« Karain » de Conrad : tout à l’envers

Joseph Conrad, photographie de 1904 de George Charles Beresford
Joseph Conrad, photographie de 1904 de George Charles Beresford

Les éditions Gallimard ont édité en 2003 dans la collection Quarto les Nouvelles complètes de Conrad. Au sein de ce très bel ouvrage établi par Jacques Darras – comprenant pas moins de 1512 pages et 39 documents ! – le lecteur aura la joie de retrouver les nouvelles les plus connues de l’écrivain polonais, comme « Le Duel », intégré en 1908 dans le recueil Six nouvelles et adapté au cinéma par Ridley Scott en 1977.
Le lecteur trouvera également les multiples écrits moins connus de l’auteur de Cœur des ténèbres. Celui qui ouvre la collection est « Karain : un souvenir », un texte publié en 1897 dans la revue Blackwood’s Magazine et intégré un an plus tard aux Histoires inquiètes par l’auteur.

*****

• **Travail demandé**:
**1.** Traduisez en anglais cette phrase de l'extrait sur les nouvelles de Conrad : « Le lecteur trouvera également les multiples écrits moins connus de l’auteur de Cœur des ténèbres. »
**2.** Poursuivez le texte sur les nouvelles de Conrad après sa dernière phrase.

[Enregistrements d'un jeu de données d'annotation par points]
*****

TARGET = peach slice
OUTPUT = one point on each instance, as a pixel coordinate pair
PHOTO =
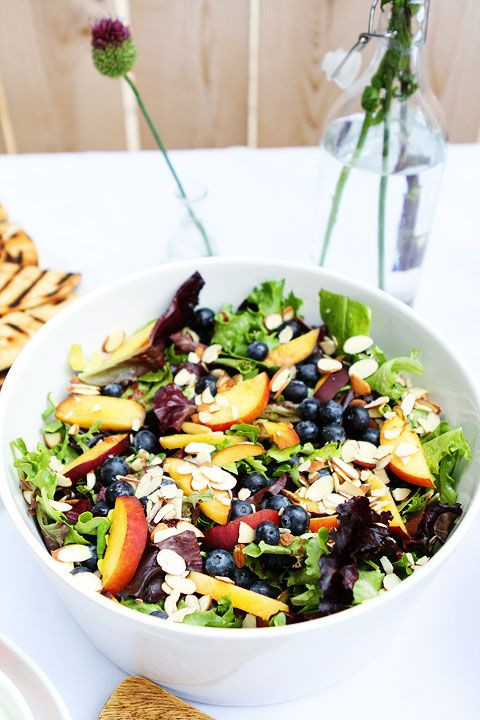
(283, 434)
(213, 509)
(126, 542)
(329, 521)
(173, 442)
(96, 456)
(246, 600)
(377, 483)
(412, 468)
(294, 351)
(112, 413)
(129, 347)
(243, 403)
(226, 536)
(234, 453)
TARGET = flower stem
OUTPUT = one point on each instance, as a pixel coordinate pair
(164, 152)
(382, 198)
(337, 197)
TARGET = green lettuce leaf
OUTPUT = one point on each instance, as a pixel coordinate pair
(308, 599)
(343, 316)
(221, 616)
(250, 431)
(87, 524)
(278, 620)
(442, 450)
(385, 379)
(367, 586)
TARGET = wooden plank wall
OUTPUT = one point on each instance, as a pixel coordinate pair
(213, 72)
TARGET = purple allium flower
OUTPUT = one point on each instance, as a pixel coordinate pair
(109, 31)
(113, 50)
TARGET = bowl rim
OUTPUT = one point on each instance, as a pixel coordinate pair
(35, 670)
(243, 634)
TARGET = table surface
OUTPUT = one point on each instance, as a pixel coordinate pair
(107, 214)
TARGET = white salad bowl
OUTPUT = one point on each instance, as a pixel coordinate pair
(230, 667)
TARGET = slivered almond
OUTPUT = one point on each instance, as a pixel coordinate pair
(357, 344)
(360, 386)
(273, 321)
(280, 380)
(205, 601)
(328, 365)
(346, 469)
(195, 428)
(113, 341)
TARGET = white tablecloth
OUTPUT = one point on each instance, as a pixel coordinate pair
(108, 214)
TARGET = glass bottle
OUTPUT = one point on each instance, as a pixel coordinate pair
(384, 152)
(189, 239)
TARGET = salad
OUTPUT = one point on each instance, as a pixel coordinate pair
(245, 467)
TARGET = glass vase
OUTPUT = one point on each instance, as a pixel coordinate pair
(381, 171)
(189, 238)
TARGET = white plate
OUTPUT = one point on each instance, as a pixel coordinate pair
(28, 691)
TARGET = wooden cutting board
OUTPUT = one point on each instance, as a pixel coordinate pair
(137, 698)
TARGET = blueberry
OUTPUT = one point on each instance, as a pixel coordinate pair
(371, 435)
(329, 412)
(265, 500)
(296, 391)
(307, 431)
(220, 562)
(355, 421)
(333, 432)
(268, 532)
(308, 409)
(243, 577)
(264, 588)
(255, 482)
(100, 510)
(277, 503)
(295, 519)
(240, 508)
(119, 488)
(257, 351)
(145, 440)
(91, 563)
(209, 381)
(204, 321)
(113, 390)
(293, 461)
(112, 467)
(308, 373)
(295, 326)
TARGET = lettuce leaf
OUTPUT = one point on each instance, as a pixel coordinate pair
(385, 379)
(367, 586)
(269, 298)
(343, 316)
(221, 616)
(442, 450)
(250, 431)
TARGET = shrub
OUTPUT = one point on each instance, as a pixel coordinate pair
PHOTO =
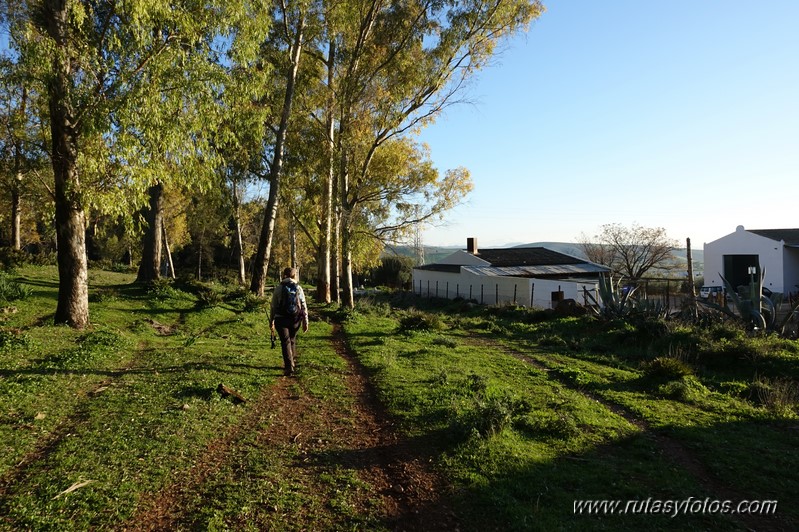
(780, 396)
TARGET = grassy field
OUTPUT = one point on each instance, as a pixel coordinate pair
(520, 414)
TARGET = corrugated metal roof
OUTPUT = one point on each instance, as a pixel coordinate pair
(449, 268)
(537, 256)
(790, 236)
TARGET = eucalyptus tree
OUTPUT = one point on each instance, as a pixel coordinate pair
(93, 58)
(402, 64)
(22, 143)
(294, 27)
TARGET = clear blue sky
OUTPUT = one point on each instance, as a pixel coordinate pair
(610, 112)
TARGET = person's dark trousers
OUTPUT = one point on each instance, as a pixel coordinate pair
(287, 329)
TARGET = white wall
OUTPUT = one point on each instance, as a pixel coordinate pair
(490, 290)
(791, 270)
(742, 242)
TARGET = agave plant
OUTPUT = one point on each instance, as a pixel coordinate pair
(615, 302)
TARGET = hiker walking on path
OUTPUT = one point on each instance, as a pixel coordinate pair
(287, 313)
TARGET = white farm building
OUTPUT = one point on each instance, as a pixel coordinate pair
(533, 277)
(775, 250)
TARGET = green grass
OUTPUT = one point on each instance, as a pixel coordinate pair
(131, 404)
(522, 413)
(559, 443)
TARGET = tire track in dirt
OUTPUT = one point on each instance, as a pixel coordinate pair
(673, 449)
(413, 496)
(321, 436)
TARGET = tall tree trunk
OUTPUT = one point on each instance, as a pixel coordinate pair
(73, 287)
(293, 246)
(347, 296)
(267, 231)
(323, 260)
(16, 187)
(170, 264)
(150, 266)
(239, 238)
(335, 260)
(16, 211)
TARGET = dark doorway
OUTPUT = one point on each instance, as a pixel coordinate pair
(736, 269)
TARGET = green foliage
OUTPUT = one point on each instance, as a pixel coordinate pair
(687, 388)
(161, 289)
(666, 368)
(573, 376)
(613, 301)
(414, 321)
(11, 340)
(12, 290)
(394, 272)
(779, 395)
(208, 296)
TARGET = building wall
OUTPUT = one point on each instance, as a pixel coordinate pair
(791, 270)
(496, 290)
(770, 256)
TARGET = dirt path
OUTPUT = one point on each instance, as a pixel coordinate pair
(672, 449)
(404, 492)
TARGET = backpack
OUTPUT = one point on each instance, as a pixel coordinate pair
(289, 299)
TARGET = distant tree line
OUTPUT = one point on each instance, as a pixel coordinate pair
(136, 131)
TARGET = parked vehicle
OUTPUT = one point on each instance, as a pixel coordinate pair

*****

• **Corrigé**:
**1.** The reader will also find the many lesser-known writings of the author of Heart of Darkness.

**2.**
Il n’est pas inutile de citer un extrait de la courte introduction que fait Jacques Darras de ce premier recueil :

Quiconque touche à la littérature ne peut pas ne pas toucher du même coup à la politique, sauf à vouloir relever du simple divertissement. Voilà la redoutable réalité qu’il faut affronter lorsqu’on lit Conrad avec les armes de la critique. Cette conscience politique est tellement fondamentale que les lecteurs insuffisamment armés dans ce domaine sont entraînés par des effets de surface vers la recherche du document biographique. Cela explique qu’une majeure partie de la critique conradienne contemporaine soit totalement superficielle, « irrelevant » (sans pertinence) comme dit l’anglais. Que devient l’Europe, que devient la civilisation occidentale, demande Conrad, privée du principe de mouvement qui aura commandé à son expansion dans le monde depuis l’héritage de l’Empire romain ? Qu’advient-il quand cette mobilité constituante s’arrête et s’enlise grotesquement dans un quelconque marécage d’Afrique, de Malaisie ou de Bretagne ? Qu’advient-il quand les Rimbaud tombent dans le commerce, alors qu’ils étaient partis vers de visionnaires croisades ? L’histoire du XIXè siècle est ainsi pleine de figures de juifs errants ou Hollandais volants qui ne pourront atteindre le repos éternel que dans une mort « romantique », par médiation d’une jeune et consentante rédemptrice.
(Jacques Darras)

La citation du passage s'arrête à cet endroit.